Objet de la tâche: D'après l'article sur l'inculpation des employés de Blackwater, quel bilan humain l'attaque contre des civils irakiens a-t-elle eu ?

Texte à lire:
Cinq employés de Blackwater inculpés d'homicides

par Frédérique Misslin

Article publié le 09/12/2008 Dernière mise à jour le 10/12/2008 à 10:22 TU

Pour la première fois, le ministère américain de la Justice a décidé de poursuivre les salariés d’une entreprise de sécurité privée pour des crimes commis en Irak. Cinq employés de Blackwater vont devoir répondre de 35 chefs d’accusations. Le bureau du procureur estime qu’ils ont attaqué de façon illégale des civils irakiens qui ne représentaient pas de menace. Les conséquences ont été tragiques : 14 morts et 20 blessés. Le ministère américain de la Justice donne aujourd’hui une version précise du déroulement des faits.

Les anciens agents de sécurité de la société Blackwater, à leur arrivée au palais de justice de Salt Lake City, le lundi 8 décembre 2008.(Photo: Reuters)

Les anciens agents de sécurité de la société Blackwater, à leur arrivée au palais de justice de Salt Lake City, le lundi 8 décembre 2008.

(Enregistrements de zones étiquetées)
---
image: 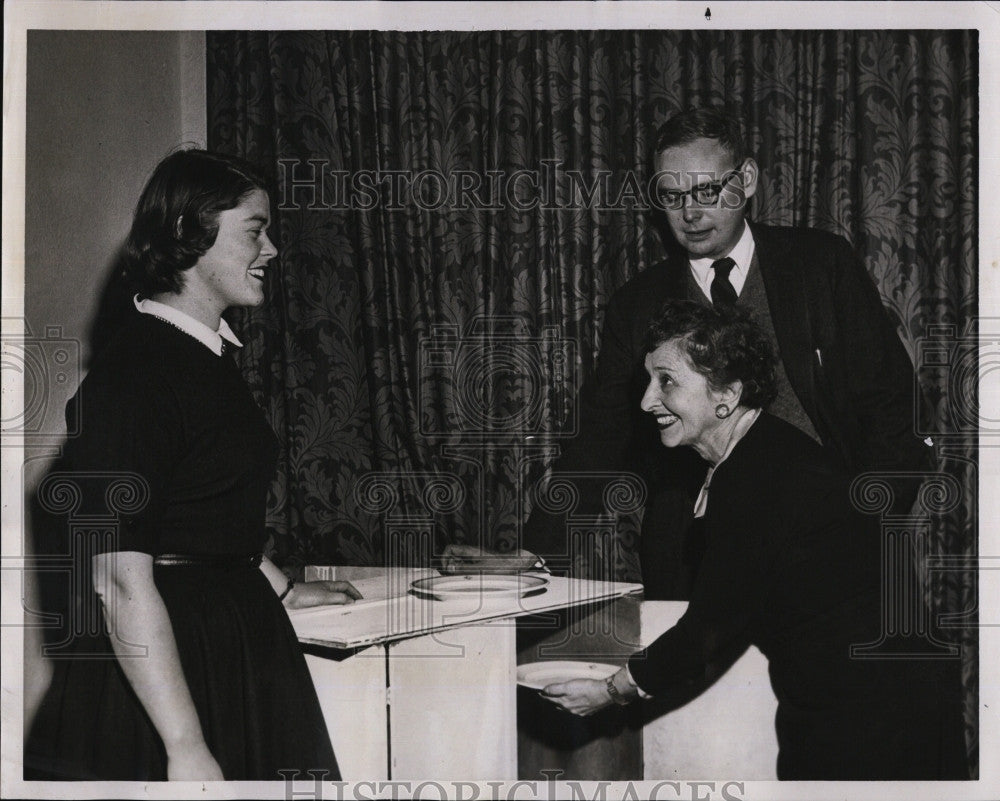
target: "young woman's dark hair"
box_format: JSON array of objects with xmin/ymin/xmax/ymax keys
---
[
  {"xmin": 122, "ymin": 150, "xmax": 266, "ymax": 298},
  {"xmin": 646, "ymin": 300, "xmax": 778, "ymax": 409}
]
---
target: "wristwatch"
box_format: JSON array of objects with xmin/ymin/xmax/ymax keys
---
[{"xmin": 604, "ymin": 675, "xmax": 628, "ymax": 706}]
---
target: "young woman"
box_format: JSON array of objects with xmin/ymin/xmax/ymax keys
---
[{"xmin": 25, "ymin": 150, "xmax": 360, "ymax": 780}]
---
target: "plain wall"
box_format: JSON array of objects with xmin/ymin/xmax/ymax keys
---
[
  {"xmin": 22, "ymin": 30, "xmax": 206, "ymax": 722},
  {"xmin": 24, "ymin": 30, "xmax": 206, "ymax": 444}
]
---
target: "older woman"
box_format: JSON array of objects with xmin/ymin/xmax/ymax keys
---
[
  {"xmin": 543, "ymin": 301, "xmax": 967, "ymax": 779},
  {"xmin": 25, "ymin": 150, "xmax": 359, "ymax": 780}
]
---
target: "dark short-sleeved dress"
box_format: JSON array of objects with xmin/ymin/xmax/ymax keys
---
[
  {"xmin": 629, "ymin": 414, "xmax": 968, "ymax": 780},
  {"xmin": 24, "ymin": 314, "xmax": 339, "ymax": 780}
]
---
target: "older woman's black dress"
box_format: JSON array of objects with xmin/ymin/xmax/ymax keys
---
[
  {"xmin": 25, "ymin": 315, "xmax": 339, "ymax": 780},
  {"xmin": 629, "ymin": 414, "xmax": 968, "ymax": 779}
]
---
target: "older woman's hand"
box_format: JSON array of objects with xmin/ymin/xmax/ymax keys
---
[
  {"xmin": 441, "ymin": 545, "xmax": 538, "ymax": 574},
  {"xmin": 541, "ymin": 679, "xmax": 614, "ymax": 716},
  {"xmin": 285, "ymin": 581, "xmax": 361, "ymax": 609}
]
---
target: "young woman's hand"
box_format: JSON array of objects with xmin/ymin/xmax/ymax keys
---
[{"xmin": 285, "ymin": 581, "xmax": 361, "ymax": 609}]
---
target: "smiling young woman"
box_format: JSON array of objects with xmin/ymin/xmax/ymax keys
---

Réponse: 14 morts et 20 blessés.